Bounding-box records
------------------------------------------------------------

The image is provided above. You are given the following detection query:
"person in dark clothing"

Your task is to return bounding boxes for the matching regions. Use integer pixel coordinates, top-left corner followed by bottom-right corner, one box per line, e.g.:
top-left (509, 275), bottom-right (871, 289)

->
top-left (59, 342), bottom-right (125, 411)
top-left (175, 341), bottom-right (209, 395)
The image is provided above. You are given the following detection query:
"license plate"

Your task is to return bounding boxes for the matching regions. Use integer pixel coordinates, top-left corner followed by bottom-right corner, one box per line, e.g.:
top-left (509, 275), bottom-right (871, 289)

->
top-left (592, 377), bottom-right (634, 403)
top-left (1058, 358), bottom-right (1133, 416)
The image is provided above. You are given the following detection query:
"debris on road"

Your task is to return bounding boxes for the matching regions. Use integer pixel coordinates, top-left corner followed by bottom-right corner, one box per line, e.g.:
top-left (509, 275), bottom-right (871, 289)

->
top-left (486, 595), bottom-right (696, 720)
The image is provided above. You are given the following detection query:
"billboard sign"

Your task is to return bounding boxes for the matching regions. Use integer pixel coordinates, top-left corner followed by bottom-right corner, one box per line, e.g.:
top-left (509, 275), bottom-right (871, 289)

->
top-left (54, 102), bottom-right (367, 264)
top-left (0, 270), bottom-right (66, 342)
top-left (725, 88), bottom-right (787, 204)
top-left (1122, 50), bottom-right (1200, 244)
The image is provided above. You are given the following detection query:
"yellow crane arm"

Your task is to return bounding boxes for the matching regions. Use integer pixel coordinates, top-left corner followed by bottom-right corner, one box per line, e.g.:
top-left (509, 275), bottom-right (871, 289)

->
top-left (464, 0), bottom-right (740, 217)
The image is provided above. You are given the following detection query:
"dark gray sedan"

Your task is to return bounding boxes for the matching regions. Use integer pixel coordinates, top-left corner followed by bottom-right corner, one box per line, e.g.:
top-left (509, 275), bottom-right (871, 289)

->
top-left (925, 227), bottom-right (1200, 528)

------------------------------------------------------------

Reproduce all of the lines above verbatim, without any changes.

▶ _THE SOLUTION_
The image is provided above. You are given the following detection query:
"person in dark clothing"

Your task is to return bounding boxes for the matching regions. Use integer pixel coordinates, top-left corner followed by bottom-right corner, one box per line, e.g.:
top-left (509, 275), bottom-right (871, 289)

->
top-left (59, 342), bottom-right (125, 411)
top-left (175, 341), bottom-right (209, 395)
The image is provided above. You are given the following detection query:
"license plate"

Your task is to return bounding boxes for the matching regions. Use integer pixel coordinates, top-left corner followed by bottom-right corner, one box per line, e.g.:
top-left (509, 275), bottom-right (871, 289)

->
top-left (592, 377), bottom-right (634, 403)
top-left (1058, 358), bottom-right (1133, 416)
The image is provided above. You are given the following detection query:
"debris on road"

Your task is to return bounding boxes for the matching regions. Use integer pixel coordinates, top-left corner followed by bottom-right corner, one box per line, e.g.:
top-left (509, 275), bottom-right (871, 289)

->
top-left (486, 595), bottom-right (696, 720)
The image is provided above. You are given the following detection query:
"billboard sign"

Your task is to return bounding boxes for the matching regions. Use integer pixel coordinates, top-left corner followed by bottom-right corner, one box per line, e.g.:
top-left (509, 275), bottom-right (871, 289)

->
top-left (54, 102), bottom-right (367, 264)
top-left (0, 270), bottom-right (66, 342)
top-left (725, 88), bottom-right (787, 204)
top-left (1122, 50), bottom-right (1200, 244)
The image is provided above. You are given the following detection query:
"yellow crane arm"

Your task is to return bounding boxes for the matching regions. Use integer pixel coordinates, top-left corner followed by bottom-right corner, one box per line, e.g.:
top-left (509, 275), bottom-right (871, 289)

->
top-left (464, 0), bottom-right (740, 217)
The image is provided above. You are given the following detection query:
"dark gray sedan"

Your task is to return bounding boxes for the matching regions. Use integer pixel coordinates, top-left corner followed by bottom-right corner, one box per line, e.g.:
top-left (509, 275), bottom-right (871, 289)

->
top-left (925, 227), bottom-right (1200, 528)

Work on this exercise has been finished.